### Exercise:
In the data below, restate exactly the lines from the one with "Practice. Put a pin on the slate" to the final line, both included, but not the pictures.

### Dataset records about object locations:
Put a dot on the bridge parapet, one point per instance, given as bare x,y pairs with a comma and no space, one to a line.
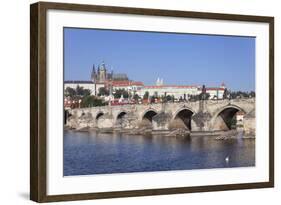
200,115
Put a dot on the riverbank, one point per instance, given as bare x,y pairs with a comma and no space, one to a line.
179,132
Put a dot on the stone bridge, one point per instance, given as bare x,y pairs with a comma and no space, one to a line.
195,116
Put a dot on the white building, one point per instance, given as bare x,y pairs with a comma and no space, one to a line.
93,87
178,91
216,92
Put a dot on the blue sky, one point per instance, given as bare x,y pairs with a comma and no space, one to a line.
183,59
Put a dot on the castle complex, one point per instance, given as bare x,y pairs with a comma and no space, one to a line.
103,78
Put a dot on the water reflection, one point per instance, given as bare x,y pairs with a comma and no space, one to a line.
96,153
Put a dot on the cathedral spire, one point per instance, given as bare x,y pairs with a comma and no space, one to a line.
93,74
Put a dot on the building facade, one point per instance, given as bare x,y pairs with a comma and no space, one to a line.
103,78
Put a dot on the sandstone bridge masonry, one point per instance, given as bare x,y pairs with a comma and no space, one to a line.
194,116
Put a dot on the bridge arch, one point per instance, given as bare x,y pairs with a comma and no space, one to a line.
223,119
182,118
99,114
146,118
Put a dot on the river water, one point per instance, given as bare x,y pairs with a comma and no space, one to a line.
87,153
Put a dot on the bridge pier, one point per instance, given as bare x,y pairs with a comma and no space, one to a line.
163,117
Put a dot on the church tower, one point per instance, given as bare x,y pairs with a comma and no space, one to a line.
102,73
94,74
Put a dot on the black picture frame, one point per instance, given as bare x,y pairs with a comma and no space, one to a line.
38,95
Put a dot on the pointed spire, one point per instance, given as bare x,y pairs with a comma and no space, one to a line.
94,69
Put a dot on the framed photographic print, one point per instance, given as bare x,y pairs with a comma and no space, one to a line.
134,102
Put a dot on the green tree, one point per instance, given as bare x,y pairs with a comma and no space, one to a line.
70,92
136,97
91,101
119,92
146,95
103,91
79,90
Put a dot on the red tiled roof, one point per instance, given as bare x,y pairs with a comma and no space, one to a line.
126,83
170,86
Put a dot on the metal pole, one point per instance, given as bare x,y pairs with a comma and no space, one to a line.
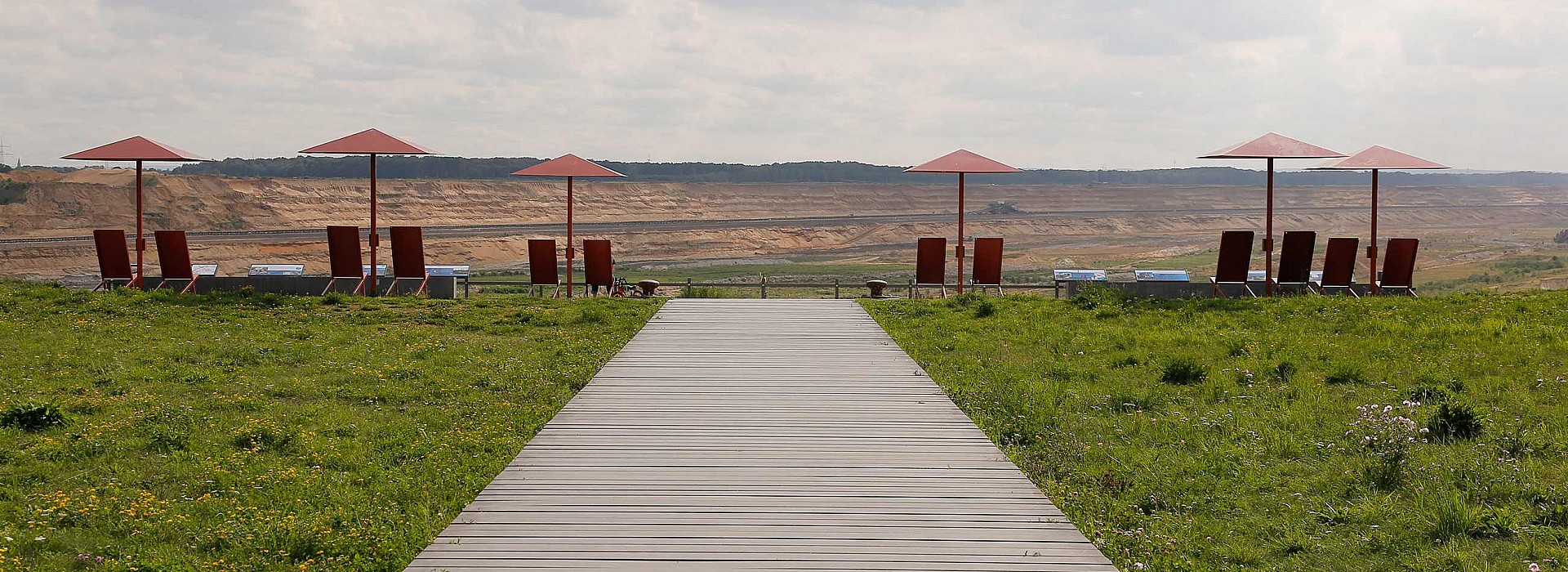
141,245
1372,248
375,237
960,248
568,235
1269,237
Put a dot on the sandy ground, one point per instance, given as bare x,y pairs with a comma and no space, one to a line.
73,204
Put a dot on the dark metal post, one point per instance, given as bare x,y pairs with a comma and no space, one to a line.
568,237
1372,248
375,237
960,248
1269,237
141,245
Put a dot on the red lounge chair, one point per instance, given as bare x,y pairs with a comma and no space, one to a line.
1399,266
1236,257
598,266
543,266
1339,266
342,247
930,266
175,259
408,257
114,257
1295,259
988,266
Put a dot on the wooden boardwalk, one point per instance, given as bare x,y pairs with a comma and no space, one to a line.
761,435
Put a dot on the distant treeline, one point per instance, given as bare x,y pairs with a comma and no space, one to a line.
826,172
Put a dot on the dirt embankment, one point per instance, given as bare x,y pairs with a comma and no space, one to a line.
1133,223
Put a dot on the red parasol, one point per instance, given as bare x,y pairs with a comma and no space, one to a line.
568,167
1272,146
961,162
1375,159
137,150
371,143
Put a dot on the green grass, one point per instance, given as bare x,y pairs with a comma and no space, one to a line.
265,433
1213,435
745,273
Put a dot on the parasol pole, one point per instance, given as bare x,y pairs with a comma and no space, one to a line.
375,284
141,245
569,237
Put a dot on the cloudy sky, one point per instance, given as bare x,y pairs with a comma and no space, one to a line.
1075,83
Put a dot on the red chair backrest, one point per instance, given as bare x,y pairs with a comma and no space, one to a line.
342,247
598,266
1236,256
988,261
1295,257
408,251
114,257
543,262
175,256
930,261
1399,266
1339,262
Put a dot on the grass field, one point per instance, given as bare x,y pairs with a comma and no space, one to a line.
262,433
1227,435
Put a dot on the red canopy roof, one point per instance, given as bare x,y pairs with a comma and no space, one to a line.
961,160
1274,146
369,141
136,150
568,167
1379,157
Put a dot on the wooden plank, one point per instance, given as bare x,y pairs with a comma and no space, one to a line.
746,435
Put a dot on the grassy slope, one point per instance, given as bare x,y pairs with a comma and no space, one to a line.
259,433
1249,471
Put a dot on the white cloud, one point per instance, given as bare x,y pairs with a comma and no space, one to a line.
1068,83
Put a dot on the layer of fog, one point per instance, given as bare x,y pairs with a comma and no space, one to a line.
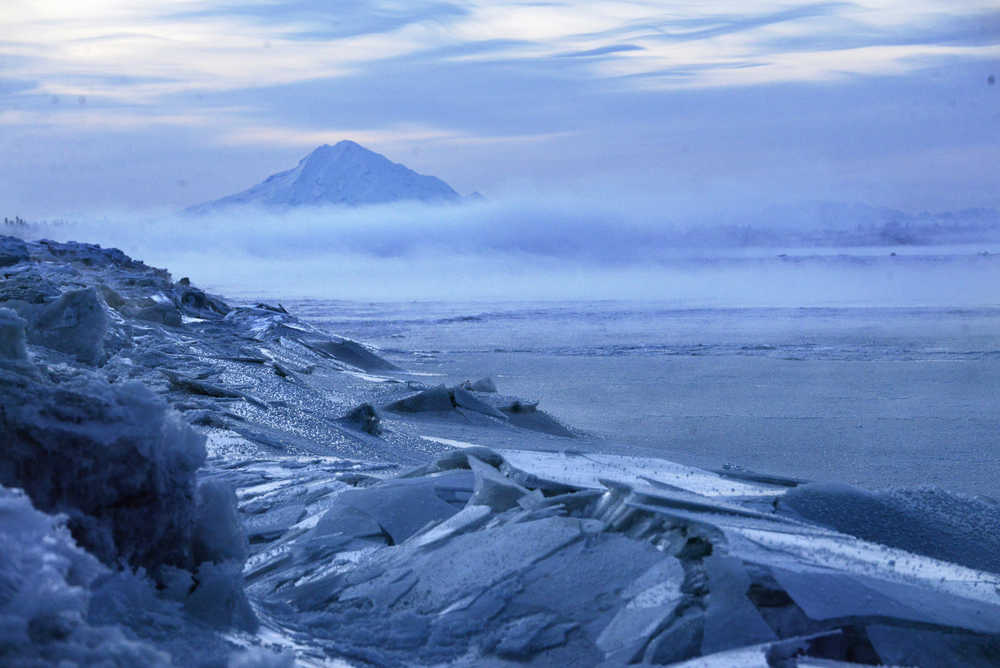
549,248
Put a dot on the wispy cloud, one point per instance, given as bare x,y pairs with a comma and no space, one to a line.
231,76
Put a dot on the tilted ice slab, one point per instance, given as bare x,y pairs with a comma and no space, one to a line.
477,555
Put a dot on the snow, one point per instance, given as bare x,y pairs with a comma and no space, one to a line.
344,174
305,535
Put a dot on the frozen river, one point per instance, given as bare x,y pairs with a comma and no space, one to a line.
871,396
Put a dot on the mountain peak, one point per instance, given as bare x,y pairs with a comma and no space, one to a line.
344,174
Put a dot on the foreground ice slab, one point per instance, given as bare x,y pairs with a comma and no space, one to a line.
210,485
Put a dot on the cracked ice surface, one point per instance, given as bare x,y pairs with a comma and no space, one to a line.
210,485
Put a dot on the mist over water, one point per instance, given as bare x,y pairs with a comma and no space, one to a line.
553,248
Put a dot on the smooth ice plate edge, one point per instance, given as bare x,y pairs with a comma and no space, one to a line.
588,469
847,554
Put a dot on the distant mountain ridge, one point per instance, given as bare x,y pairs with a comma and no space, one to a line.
346,174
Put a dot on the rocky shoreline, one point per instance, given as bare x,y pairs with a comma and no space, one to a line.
188,482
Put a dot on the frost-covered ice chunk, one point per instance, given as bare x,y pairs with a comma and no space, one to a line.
112,457
12,344
45,581
650,601
482,385
12,251
400,508
75,324
494,489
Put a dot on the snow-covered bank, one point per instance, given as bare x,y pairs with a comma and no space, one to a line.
134,406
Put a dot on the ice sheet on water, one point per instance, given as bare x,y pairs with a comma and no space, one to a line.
945,525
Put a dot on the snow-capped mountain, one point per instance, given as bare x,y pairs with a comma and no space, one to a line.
346,174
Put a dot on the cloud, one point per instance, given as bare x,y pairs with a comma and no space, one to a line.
217,94
529,248
331,19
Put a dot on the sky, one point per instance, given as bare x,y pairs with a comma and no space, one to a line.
147,105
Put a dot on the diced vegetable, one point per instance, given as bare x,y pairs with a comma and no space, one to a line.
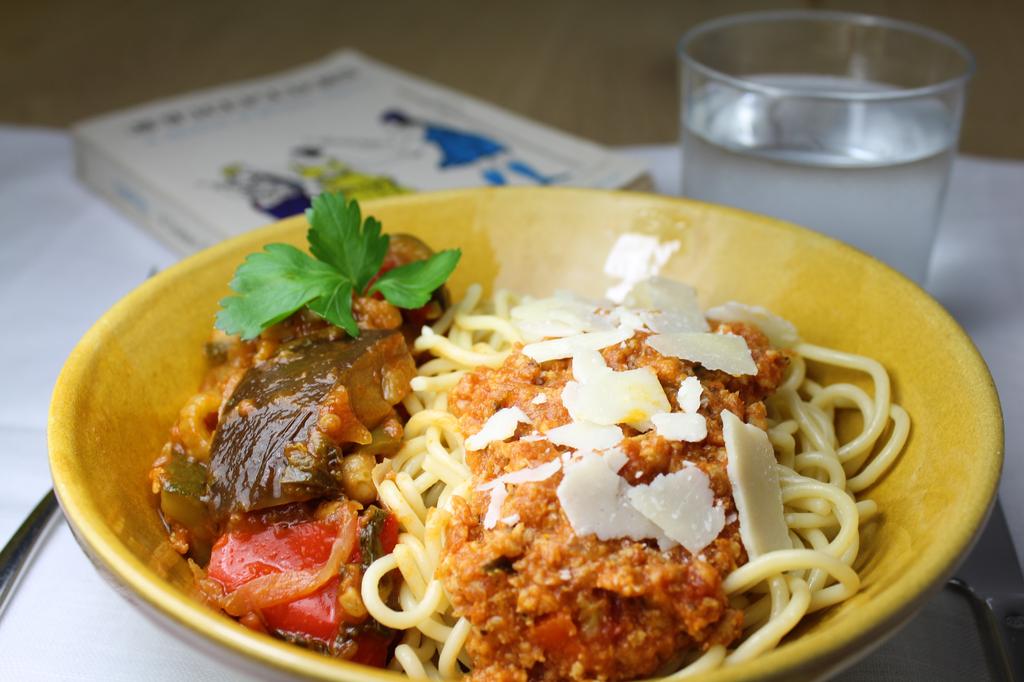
378,536
182,500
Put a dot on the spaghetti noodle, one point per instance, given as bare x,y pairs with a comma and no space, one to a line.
820,476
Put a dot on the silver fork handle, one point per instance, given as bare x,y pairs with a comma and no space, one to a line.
23,546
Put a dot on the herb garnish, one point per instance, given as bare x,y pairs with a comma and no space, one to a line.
347,253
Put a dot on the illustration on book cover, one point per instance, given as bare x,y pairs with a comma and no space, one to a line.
327,164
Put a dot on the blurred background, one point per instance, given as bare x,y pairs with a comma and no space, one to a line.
602,70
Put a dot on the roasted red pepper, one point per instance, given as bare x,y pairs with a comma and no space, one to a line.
257,550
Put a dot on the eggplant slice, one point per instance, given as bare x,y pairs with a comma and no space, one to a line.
268,449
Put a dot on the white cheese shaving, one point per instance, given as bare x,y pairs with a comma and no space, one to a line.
585,435
555,317
682,505
588,365
681,426
499,426
780,332
628,317
542,351
727,352
689,394
499,489
616,397
592,497
498,495
615,459
752,468
633,258
668,305
532,474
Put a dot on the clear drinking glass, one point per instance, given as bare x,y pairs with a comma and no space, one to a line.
843,123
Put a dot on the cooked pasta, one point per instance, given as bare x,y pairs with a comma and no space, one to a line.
820,476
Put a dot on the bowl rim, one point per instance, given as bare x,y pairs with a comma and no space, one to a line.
810,655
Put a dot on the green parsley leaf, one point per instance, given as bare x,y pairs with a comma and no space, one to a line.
271,285
347,253
335,238
337,308
410,286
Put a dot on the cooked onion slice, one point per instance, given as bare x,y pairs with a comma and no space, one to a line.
288,586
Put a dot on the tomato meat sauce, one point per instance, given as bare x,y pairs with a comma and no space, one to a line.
547,604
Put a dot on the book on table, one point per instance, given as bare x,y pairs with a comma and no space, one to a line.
202,167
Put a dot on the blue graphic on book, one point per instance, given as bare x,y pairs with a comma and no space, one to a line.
463,147
278,196
283,196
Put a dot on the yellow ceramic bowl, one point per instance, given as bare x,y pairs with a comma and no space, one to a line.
124,383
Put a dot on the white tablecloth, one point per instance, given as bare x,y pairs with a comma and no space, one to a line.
66,257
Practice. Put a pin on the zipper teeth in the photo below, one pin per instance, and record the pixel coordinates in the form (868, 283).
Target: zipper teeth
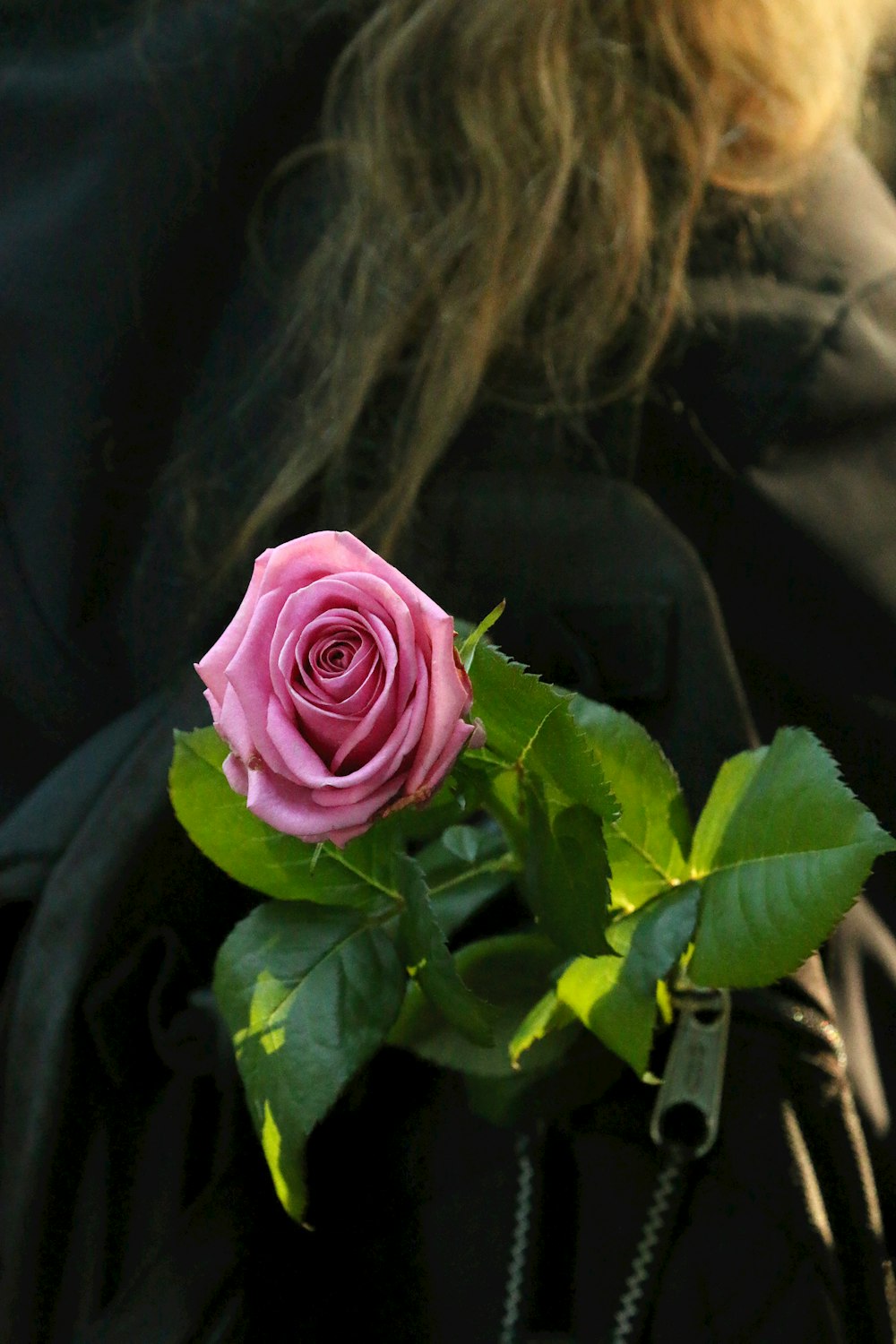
(627, 1316)
(520, 1241)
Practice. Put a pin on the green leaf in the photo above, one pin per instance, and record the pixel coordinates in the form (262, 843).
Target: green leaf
(309, 995)
(421, 943)
(458, 889)
(731, 784)
(648, 841)
(783, 854)
(469, 645)
(611, 1007)
(565, 874)
(511, 702)
(654, 937)
(548, 1015)
(249, 849)
(564, 758)
(513, 972)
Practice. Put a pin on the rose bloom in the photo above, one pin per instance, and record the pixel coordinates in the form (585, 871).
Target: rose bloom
(338, 690)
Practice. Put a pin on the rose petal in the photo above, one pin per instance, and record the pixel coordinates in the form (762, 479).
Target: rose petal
(212, 666)
(289, 808)
(449, 701)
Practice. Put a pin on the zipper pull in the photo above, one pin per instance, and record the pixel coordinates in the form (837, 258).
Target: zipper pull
(686, 1107)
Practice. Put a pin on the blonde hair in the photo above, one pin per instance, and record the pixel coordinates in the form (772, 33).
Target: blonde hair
(514, 187)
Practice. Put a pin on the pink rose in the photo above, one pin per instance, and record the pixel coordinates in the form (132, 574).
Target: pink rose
(338, 690)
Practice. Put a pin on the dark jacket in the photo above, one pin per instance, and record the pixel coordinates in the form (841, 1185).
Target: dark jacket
(719, 561)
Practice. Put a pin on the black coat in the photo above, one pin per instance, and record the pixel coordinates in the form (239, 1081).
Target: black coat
(724, 561)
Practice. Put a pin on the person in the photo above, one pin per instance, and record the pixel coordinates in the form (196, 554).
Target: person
(589, 306)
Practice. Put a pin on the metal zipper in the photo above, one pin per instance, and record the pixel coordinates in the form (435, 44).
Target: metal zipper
(684, 1126)
(514, 1281)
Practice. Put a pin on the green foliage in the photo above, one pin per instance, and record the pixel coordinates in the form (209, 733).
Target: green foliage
(565, 874)
(511, 973)
(782, 855)
(421, 943)
(656, 935)
(547, 1016)
(511, 702)
(613, 1005)
(309, 994)
(586, 814)
(463, 868)
(649, 839)
(469, 645)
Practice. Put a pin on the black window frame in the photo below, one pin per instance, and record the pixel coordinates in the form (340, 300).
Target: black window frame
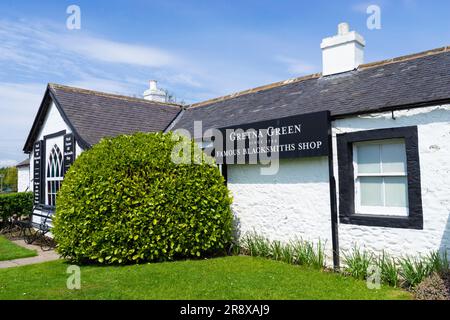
(347, 214)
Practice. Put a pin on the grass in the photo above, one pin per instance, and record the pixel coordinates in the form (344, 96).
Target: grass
(230, 278)
(297, 252)
(10, 251)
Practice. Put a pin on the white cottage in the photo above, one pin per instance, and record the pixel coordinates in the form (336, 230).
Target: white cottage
(379, 178)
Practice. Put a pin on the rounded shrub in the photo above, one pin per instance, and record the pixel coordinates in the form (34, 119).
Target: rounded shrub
(126, 201)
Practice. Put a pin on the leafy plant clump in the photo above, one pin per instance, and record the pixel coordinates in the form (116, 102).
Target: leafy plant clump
(126, 201)
(435, 287)
(298, 252)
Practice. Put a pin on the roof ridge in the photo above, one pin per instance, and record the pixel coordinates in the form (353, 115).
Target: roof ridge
(256, 89)
(110, 95)
(318, 75)
(405, 57)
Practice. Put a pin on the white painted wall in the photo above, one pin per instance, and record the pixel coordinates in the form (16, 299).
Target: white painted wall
(294, 203)
(53, 123)
(434, 151)
(23, 179)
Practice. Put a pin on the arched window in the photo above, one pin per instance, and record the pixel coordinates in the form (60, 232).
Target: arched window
(54, 174)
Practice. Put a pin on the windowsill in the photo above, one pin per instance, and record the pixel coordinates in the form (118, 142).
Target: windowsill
(382, 212)
(381, 221)
(45, 207)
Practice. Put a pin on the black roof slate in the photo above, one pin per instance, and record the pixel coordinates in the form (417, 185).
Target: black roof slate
(94, 115)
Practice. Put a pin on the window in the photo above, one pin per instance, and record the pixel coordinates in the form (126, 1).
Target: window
(55, 174)
(381, 182)
(379, 178)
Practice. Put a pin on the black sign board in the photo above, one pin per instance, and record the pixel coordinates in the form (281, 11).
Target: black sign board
(38, 171)
(69, 151)
(297, 136)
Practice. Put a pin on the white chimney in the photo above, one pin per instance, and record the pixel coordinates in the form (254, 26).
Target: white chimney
(343, 52)
(155, 94)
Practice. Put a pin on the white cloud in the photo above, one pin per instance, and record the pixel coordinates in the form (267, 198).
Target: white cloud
(19, 104)
(296, 66)
(118, 52)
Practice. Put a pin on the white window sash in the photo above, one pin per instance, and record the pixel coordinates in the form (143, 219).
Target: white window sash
(375, 210)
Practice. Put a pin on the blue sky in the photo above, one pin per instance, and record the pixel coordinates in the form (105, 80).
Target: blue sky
(196, 49)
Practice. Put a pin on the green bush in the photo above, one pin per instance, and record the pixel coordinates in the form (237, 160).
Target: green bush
(20, 204)
(126, 201)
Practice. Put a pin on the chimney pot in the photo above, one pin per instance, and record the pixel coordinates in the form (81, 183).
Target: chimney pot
(155, 94)
(342, 52)
(343, 28)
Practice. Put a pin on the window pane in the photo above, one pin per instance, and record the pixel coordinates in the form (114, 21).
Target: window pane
(393, 157)
(396, 189)
(369, 158)
(371, 191)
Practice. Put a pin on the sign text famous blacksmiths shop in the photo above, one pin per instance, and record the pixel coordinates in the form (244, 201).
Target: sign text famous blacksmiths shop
(291, 137)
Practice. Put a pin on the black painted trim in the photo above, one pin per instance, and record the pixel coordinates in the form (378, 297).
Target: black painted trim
(55, 135)
(333, 200)
(346, 179)
(83, 143)
(49, 96)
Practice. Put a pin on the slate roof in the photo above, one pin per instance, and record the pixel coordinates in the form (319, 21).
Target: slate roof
(93, 115)
(409, 81)
(406, 82)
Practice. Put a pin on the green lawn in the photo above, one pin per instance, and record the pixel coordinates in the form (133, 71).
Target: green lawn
(9, 250)
(219, 278)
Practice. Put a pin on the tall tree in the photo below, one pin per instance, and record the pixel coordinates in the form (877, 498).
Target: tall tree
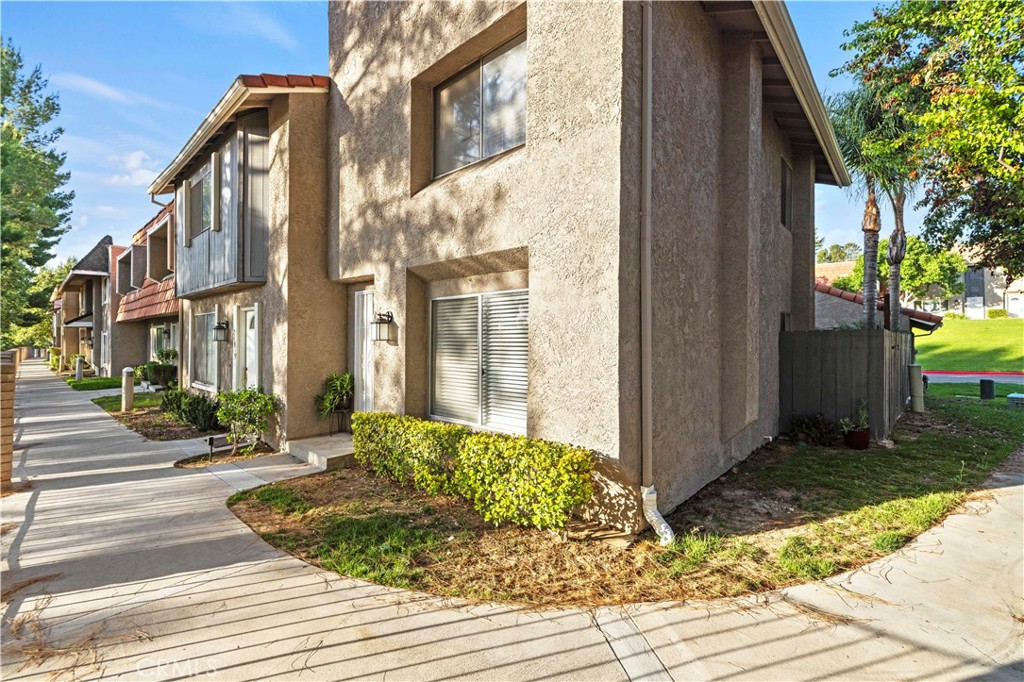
(853, 114)
(955, 71)
(34, 207)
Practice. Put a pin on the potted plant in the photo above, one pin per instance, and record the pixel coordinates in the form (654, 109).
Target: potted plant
(336, 394)
(857, 434)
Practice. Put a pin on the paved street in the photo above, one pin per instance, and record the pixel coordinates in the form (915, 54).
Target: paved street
(139, 570)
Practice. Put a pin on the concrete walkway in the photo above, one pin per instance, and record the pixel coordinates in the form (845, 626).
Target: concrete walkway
(141, 572)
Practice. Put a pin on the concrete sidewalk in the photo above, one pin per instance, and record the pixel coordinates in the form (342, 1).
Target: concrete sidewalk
(143, 573)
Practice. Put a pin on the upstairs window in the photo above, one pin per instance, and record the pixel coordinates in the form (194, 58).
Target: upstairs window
(481, 112)
(199, 203)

### Complete answer:
Practice. Put a pin on the slate roof in the photo above, one pin per instance, and record the pixel coordinates in the form (319, 21).
Target: slate roof
(93, 115)
(409, 81)
(406, 82)
Practice. Put a pin on the green lawn in the photo above, one pin per instance, and record the pixel coordinates in the form (133, 71).
Target: green lawn
(9, 250)
(219, 278)
Practice. Put a pin on the tall tree in the photo below, one pin per instance, and record the pixel coordinates in the form (877, 498).
Target: tall tree
(853, 114)
(955, 71)
(34, 207)
Practice. Put a pin on the potted plant in the photo above, one pin per instance, and record the pixel coordinates in the form (654, 109).
Target: potted plant
(336, 394)
(857, 434)
Practice. Put a pin on the paved street in the photo above, one pin per instance, and record the pixel coordinates in the form (915, 54).
Target: paved street
(139, 570)
Practice. Put a pin on the concrete walkway in the photo above, one pin per instance, and record the pixel coordinates in the form (845, 626).
Target: concrete walkway
(141, 572)
Practice. Put a pin on the concrete sidewalk in the photo above, one pin per instance, and record the pixel coordinates in the form (342, 1).
Target: concrete sidewalk
(143, 573)
Practice. Put a pin on the upstairs window in the photo above, one pin per instance, and record the pixel coordinates in the form (194, 58).
Target: upstairs window
(481, 112)
(199, 203)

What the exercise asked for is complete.